→ **Work to be completed**:
Emit a verbatim copy of the lines running from the line with "Objective - one point per instance of the handbag" through the end of the material below.

[Data items]
_ _ _ _ _

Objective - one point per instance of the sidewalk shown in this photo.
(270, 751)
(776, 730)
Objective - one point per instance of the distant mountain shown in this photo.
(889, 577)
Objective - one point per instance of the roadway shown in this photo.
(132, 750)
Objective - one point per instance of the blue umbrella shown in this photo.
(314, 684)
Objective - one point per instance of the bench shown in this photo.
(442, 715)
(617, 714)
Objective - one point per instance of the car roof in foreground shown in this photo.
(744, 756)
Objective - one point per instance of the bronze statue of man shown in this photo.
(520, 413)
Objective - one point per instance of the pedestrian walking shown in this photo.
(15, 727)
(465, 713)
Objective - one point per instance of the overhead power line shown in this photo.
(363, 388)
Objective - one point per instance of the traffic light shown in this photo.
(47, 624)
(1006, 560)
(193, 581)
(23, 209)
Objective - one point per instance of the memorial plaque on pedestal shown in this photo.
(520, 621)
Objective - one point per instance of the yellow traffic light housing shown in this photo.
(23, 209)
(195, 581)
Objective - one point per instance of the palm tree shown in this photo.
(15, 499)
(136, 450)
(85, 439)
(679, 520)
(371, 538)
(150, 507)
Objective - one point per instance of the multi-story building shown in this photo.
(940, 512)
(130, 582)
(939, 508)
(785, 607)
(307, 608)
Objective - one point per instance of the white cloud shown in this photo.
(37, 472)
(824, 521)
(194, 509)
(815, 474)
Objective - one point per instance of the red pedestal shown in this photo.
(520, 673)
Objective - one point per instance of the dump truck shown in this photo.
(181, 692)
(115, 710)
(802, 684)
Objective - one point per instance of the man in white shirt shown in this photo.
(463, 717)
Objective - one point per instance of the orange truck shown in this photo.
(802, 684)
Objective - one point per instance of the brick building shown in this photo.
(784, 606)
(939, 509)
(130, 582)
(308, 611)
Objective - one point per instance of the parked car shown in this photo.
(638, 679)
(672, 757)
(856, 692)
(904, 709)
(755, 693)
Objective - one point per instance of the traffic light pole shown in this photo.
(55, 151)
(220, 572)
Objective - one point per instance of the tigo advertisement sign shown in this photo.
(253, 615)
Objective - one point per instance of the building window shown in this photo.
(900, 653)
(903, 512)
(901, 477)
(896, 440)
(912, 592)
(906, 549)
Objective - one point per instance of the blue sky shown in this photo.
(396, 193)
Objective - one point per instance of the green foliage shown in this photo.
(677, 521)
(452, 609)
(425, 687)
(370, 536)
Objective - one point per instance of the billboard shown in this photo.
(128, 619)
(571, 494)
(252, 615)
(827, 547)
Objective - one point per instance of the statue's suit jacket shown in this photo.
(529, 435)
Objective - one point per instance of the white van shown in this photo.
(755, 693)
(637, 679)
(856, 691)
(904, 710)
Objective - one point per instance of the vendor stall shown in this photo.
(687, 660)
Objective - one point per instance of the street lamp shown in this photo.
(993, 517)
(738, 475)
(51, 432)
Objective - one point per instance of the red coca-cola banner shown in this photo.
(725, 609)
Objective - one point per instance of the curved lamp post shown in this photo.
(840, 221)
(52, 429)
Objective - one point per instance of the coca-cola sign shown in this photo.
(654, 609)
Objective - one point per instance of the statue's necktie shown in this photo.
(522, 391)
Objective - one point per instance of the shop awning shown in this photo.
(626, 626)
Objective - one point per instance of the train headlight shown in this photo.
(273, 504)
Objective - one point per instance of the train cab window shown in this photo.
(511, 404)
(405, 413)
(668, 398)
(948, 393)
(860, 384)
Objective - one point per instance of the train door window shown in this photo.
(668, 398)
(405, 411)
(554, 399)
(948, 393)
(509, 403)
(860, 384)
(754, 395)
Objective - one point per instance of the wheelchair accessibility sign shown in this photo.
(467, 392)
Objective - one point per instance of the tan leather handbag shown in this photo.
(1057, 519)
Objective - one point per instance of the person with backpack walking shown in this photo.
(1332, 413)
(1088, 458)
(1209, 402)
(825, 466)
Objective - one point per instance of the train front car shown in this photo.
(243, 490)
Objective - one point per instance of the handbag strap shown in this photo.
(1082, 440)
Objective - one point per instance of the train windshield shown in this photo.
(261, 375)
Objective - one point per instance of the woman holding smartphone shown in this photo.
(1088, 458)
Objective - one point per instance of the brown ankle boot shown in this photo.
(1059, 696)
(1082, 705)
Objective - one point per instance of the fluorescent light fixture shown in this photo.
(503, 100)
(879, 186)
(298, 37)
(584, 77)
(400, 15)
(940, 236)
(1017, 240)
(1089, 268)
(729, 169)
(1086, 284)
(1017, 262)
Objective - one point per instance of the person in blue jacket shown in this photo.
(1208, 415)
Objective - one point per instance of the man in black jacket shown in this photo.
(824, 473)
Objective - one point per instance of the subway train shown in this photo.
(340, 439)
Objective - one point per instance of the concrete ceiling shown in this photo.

_ _ _ _ _

→ **Worked answer**:
Objective - one point per instance of the handbag strap shown in this photo.
(1082, 440)
Objective - one point per instance of the train windshield shown in this photo.
(261, 375)
Objective - one point per instance of the woman holding smartphone shown in this photo.
(1088, 458)
Objective - one point per instance of the brown ankle boot shown in this photo.
(1059, 696)
(1082, 705)
Objective - one point per instance of the fluorescent light fixture shown in this photo.
(503, 100)
(879, 186)
(298, 37)
(584, 77)
(400, 15)
(940, 236)
(1017, 240)
(1089, 268)
(729, 169)
(1086, 284)
(1017, 262)
Objective - one point per instance of the person in blue jacket shown in this photo.
(1208, 415)
Objective - one point per instance of the man in black jacket shown in this photo.
(824, 473)
Objective - one point per instance of the subway train shown in this photo.
(340, 439)
Objective - one point per instance of the concrete ceiling shown in this photo.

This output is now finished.